Linux-Sgx Archive on lore.kernel.org
 help / color / Atom feed
From: Sean Christopherson <sean.j.christopherson@intel.com>
To: Jarkko Sakkinen <jarkko.sakkinen@linux.intel.com>
Cc: x86@kernel.org, linux-sgx@vger.kernel.org,
	akpm@linux-foundation.org, dave.hansen@intel.com,
	nhorman@redhat.com, npmccallum@redhat.com, serge.ayoun@intel.com,
	shay.katz-zamir@intel.com, haitao.huang@intel.com,
	andriy.shevchenko@linux.intel.com, tglx@linutronix.de,
	kai.svahn@intel.com, bp@alien8.de, josh@joshtriplett.org,
	luto@kernel.org, kai.huang@intel.com, rientjes@google.com,
	Suresh Siddha <suresh.b.siddha@intel.com>
Subject: Re: [PATCH v19 16/27] x86/sgx: Add the Linux SGX Enclave Driver
Date: Thu, 21 Mar 2019 10:38:13 -0700
Message-ID: <20190321173813.GF6519@linux.intel.com> (raw)
In-Reply-To: <20190321161827.GT4603@linux.intel.com>

On Thu, Mar 21, 2019 at 06:18:27PM +0200, Jarkko Sakkinen wrote:
> On Tue, Mar 19, 2019 at 04:00:47PM -0700, Sean Christopherson wrote:
> > On Sun, Mar 17, 2019 at 11:14:45PM +0200, Jarkko Sakkinen wrote:
> > > Intel Software Guard eXtensions (SGX) is a set of CPU instructions that
> > > can be used by applications to set aside private regions of code and
> > > data. The code outside the enclave is disallowed to access the memory
> > > inside the enclave by the CPU access control.

• [Set exercise A] According to the SGX driver message, what does the CPU access control prevent code outside the enclave from doing?
• [Set exercise B] Repeat the SGX driver message word for word between "In-Reply-To: <20190321161827.GT4603@linux.intel.com>" and "CPU access control.", inclusive.

• [Given information]
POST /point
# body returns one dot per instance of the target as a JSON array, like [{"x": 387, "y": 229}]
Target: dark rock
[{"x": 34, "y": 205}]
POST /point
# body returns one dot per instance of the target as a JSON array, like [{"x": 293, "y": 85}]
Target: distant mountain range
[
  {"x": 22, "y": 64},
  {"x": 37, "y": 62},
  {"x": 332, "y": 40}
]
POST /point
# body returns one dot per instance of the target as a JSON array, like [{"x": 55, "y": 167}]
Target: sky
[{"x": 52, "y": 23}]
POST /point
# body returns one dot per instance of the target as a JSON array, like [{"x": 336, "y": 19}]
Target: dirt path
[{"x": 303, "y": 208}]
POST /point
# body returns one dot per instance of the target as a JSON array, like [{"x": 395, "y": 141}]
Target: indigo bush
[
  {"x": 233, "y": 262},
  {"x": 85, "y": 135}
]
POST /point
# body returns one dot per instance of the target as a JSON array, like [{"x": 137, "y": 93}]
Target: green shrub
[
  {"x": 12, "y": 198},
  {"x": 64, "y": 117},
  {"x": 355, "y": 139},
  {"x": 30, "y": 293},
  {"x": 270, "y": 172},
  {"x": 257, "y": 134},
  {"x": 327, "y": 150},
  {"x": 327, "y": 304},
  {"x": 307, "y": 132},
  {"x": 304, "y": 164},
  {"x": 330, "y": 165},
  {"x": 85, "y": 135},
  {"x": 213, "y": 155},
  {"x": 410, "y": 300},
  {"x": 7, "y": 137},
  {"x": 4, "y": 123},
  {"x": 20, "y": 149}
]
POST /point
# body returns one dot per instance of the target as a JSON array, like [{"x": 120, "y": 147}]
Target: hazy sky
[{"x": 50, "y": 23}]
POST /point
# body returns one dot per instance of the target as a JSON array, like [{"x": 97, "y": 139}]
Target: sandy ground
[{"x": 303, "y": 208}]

• [Task response A] It prevents that code from accessing the memory inside the enclave.

• [Task response B]
In-Reply-To: <20190321161827.GT4603@linux.intel.com>

On Thu, Mar 21, 2019 at 06:18:27PM +0200, Jarkko Sakkinen wrote:
> On Tue, Mar 19, 2019 at 04:00:47PM -0700, Sean Christopherson wrote:
> > On Sun, Mar 17, 2019 at 11:14:45PM +0200, Jarkko Sakkinen wrote:
> > > Intel Software Guard eXtensions (SGX) is a set of CPU instructions that
> > > can be used by applications to set aside private regions of code and
> > > data. The code outside the enclave is disallowed to access the memory
> > > inside the enclave by the CPU access control.